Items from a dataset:

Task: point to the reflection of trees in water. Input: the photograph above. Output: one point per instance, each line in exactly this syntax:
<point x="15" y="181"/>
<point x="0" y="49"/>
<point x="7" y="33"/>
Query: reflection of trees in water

Task prompt: Rename "reflection" to "mirror image" throughout the records. Write out all of their lines again with nothing else changed.

Output below:
Task: point to the mirror image of trees in water. Input: the photograph above. Output: one point per instance, each line in exactly this syntax:
<point x="15" y="181"/>
<point x="0" y="49"/>
<point x="7" y="33"/>
Query: mirror image of trees in water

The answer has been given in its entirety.